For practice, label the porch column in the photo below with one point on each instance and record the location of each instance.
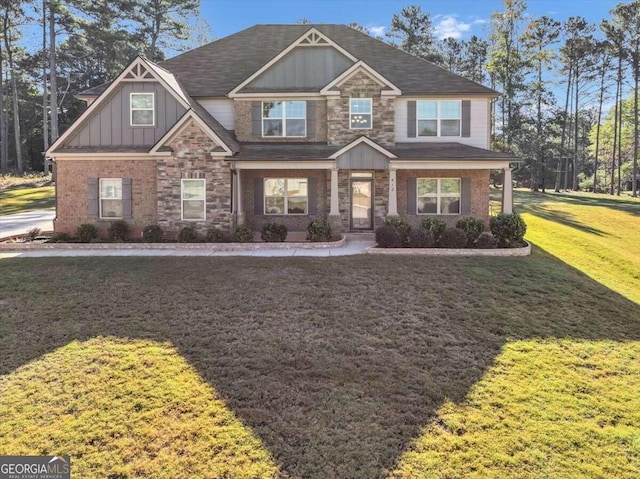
(393, 194)
(239, 205)
(507, 192)
(335, 206)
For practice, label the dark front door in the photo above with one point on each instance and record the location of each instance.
(362, 204)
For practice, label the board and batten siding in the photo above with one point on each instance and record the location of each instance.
(110, 125)
(222, 109)
(480, 123)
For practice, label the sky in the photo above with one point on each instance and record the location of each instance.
(456, 18)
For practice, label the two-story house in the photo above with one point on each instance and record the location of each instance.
(281, 123)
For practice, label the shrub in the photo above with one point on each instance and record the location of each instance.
(243, 234)
(435, 225)
(421, 238)
(472, 226)
(509, 229)
(187, 235)
(152, 234)
(485, 241)
(215, 235)
(119, 230)
(453, 238)
(274, 232)
(319, 230)
(86, 232)
(388, 236)
(399, 223)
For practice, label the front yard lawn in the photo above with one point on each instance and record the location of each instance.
(355, 367)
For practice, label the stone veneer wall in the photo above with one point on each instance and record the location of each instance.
(192, 158)
(71, 191)
(360, 85)
(479, 193)
(244, 130)
(292, 222)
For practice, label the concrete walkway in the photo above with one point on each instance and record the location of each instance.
(355, 244)
(20, 223)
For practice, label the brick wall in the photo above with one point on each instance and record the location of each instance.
(479, 192)
(244, 131)
(192, 158)
(71, 186)
(360, 85)
(292, 222)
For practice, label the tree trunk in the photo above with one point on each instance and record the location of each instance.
(53, 84)
(14, 94)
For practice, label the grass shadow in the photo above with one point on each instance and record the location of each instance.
(336, 364)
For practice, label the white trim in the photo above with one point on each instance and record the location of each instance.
(105, 94)
(181, 124)
(438, 196)
(100, 180)
(340, 79)
(363, 139)
(370, 127)
(204, 200)
(438, 119)
(451, 164)
(285, 197)
(280, 55)
(284, 119)
(286, 165)
(152, 109)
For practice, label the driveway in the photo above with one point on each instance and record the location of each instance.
(20, 223)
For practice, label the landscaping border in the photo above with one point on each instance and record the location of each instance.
(523, 251)
(173, 246)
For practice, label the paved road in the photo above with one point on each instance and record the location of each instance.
(20, 223)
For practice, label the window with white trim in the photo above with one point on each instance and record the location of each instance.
(286, 196)
(360, 113)
(438, 196)
(193, 199)
(284, 118)
(111, 198)
(142, 109)
(439, 118)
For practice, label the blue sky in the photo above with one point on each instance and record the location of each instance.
(457, 18)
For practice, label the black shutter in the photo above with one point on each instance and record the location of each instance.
(126, 198)
(258, 196)
(92, 198)
(256, 118)
(465, 196)
(466, 118)
(411, 119)
(312, 192)
(311, 119)
(412, 207)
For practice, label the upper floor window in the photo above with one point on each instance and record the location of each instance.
(110, 198)
(284, 118)
(439, 118)
(360, 113)
(142, 109)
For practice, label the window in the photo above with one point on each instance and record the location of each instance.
(438, 196)
(110, 198)
(360, 113)
(439, 118)
(285, 196)
(142, 109)
(284, 118)
(193, 199)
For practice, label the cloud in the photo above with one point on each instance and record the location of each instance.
(450, 26)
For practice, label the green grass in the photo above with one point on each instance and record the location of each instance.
(356, 367)
(21, 200)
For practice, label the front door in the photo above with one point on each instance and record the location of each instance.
(362, 203)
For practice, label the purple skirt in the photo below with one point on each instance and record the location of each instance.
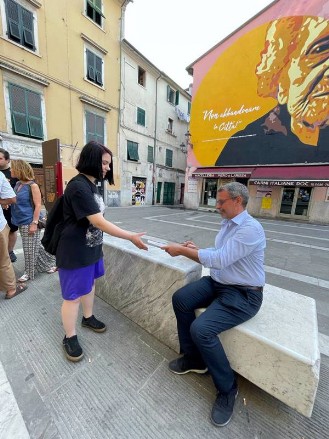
(79, 281)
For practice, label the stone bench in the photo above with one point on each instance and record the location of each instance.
(277, 350)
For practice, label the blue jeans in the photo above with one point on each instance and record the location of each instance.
(227, 306)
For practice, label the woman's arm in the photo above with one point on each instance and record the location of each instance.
(101, 223)
(36, 197)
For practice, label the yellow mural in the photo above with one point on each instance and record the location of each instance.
(266, 97)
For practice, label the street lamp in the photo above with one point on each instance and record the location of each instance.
(184, 146)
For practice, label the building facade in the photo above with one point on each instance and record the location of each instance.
(60, 77)
(153, 123)
(262, 118)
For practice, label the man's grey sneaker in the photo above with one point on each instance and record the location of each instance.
(72, 348)
(185, 364)
(93, 323)
(222, 410)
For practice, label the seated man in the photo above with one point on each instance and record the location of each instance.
(232, 294)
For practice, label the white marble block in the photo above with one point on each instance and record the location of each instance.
(278, 349)
(140, 285)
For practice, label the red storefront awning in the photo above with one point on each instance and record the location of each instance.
(217, 172)
(291, 176)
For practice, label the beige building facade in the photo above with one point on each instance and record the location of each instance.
(60, 77)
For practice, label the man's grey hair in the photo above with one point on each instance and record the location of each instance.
(236, 189)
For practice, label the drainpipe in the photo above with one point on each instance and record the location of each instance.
(154, 180)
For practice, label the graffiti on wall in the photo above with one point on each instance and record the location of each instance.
(265, 99)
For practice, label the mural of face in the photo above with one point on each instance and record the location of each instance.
(294, 69)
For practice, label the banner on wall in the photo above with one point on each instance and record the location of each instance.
(264, 99)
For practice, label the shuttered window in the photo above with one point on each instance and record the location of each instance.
(95, 125)
(20, 24)
(94, 68)
(26, 115)
(169, 158)
(94, 11)
(141, 117)
(132, 151)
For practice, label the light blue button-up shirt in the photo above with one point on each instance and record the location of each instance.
(238, 256)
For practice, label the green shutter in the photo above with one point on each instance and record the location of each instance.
(25, 106)
(13, 17)
(177, 98)
(132, 150)
(169, 158)
(96, 5)
(141, 116)
(95, 129)
(34, 114)
(91, 74)
(150, 154)
(27, 24)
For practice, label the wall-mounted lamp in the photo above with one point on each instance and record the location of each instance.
(183, 148)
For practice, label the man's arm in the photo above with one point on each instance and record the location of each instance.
(7, 201)
(182, 250)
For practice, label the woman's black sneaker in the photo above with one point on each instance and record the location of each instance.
(93, 323)
(72, 349)
(184, 364)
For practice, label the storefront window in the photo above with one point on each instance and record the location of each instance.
(210, 192)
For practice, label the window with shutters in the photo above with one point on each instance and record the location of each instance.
(20, 26)
(25, 110)
(95, 127)
(140, 116)
(150, 154)
(141, 76)
(170, 126)
(171, 95)
(94, 67)
(132, 151)
(169, 158)
(94, 11)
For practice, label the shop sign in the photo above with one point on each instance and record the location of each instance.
(297, 183)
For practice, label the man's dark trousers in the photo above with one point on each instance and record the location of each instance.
(227, 306)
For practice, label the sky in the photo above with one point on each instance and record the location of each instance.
(172, 34)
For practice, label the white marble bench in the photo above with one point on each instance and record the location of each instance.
(278, 349)
(140, 285)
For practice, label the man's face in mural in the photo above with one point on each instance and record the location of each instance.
(296, 61)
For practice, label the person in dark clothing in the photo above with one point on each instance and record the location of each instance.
(5, 169)
(79, 255)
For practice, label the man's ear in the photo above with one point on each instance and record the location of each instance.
(282, 96)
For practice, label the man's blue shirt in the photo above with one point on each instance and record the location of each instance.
(238, 256)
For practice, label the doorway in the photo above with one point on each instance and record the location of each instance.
(295, 201)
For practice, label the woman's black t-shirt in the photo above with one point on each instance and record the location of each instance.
(80, 243)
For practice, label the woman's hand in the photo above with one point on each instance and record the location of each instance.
(136, 240)
(189, 244)
(33, 228)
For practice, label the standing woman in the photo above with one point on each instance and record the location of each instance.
(79, 254)
(25, 214)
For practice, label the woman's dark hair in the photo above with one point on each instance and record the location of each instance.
(90, 161)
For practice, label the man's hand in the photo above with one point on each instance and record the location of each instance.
(189, 244)
(173, 249)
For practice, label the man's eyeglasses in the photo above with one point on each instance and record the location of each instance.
(221, 202)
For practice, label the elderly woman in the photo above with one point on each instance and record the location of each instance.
(25, 214)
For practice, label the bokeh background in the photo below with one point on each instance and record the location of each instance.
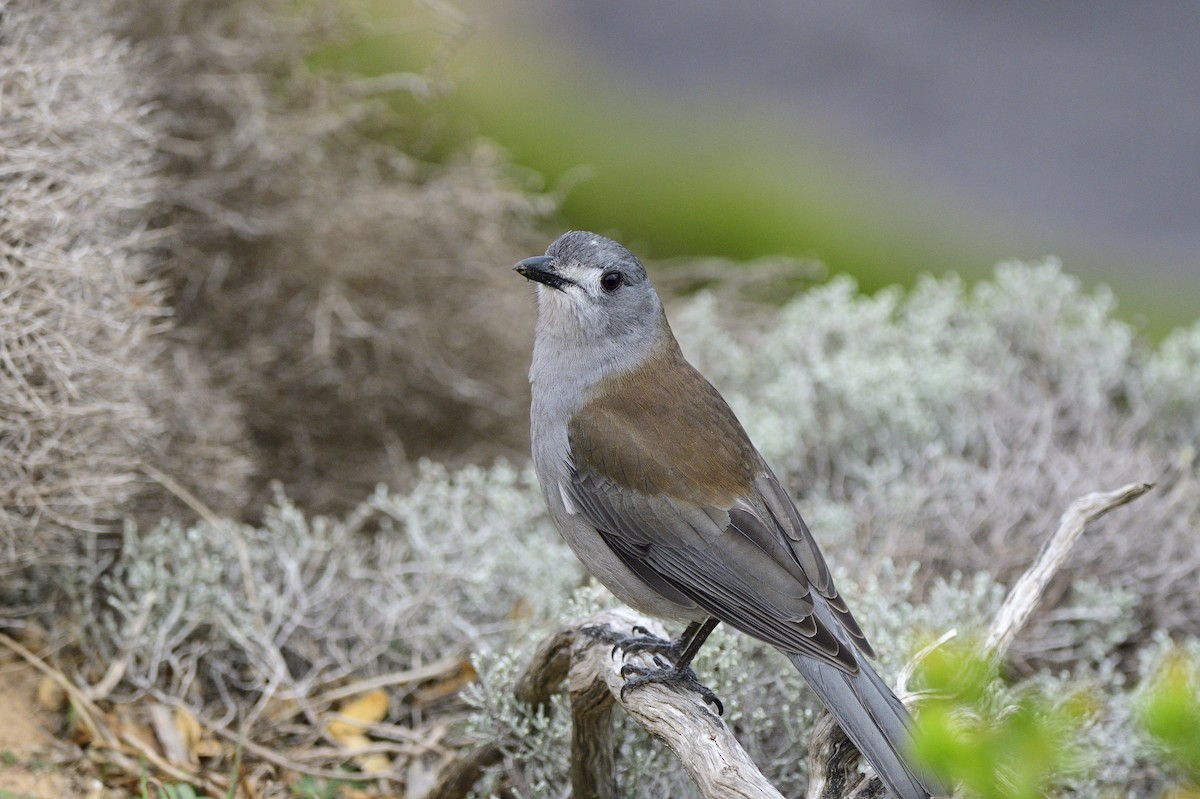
(881, 139)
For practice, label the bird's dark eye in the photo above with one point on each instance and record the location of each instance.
(611, 281)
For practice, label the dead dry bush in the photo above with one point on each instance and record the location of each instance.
(355, 301)
(89, 395)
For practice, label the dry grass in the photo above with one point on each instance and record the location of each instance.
(355, 301)
(89, 392)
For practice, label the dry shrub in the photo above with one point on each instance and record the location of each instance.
(88, 394)
(355, 301)
(952, 426)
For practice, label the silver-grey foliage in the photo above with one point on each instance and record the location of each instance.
(953, 425)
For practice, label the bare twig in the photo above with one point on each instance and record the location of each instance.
(1025, 595)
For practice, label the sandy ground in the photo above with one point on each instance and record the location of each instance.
(33, 761)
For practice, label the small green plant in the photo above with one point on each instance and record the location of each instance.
(1171, 713)
(976, 732)
(309, 787)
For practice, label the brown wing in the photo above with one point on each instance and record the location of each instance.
(666, 474)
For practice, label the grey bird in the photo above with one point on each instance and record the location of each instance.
(658, 490)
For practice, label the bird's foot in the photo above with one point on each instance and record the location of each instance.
(642, 641)
(684, 678)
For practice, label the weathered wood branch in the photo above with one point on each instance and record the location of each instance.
(1023, 599)
(701, 740)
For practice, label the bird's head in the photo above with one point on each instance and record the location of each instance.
(594, 294)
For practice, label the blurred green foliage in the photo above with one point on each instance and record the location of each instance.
(687, 174)
(1171, 713)
(995, 745)
(995, 749)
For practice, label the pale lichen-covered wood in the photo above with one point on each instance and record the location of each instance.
(701, 740)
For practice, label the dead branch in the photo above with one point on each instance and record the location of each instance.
(1025, 595)
(701, 740)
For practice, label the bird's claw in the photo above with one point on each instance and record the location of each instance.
(642, 641)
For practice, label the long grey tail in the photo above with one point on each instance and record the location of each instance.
(871, 716)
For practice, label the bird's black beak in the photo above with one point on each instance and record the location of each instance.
(540, 269)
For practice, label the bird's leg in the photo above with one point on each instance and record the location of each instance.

◆ ◆ ◆

Produce a verbatim copy of the lines from the one holding "For practice, label the bird's black" to the final line of the data, and nothing more.

## Exercise output
For practice, label the bird's black beak in the photo above with one point on each instance and record the location of each instance.
(540, 269)
For practice, label the bird's leg in the photo above with one point on each instance and record the location of each instance.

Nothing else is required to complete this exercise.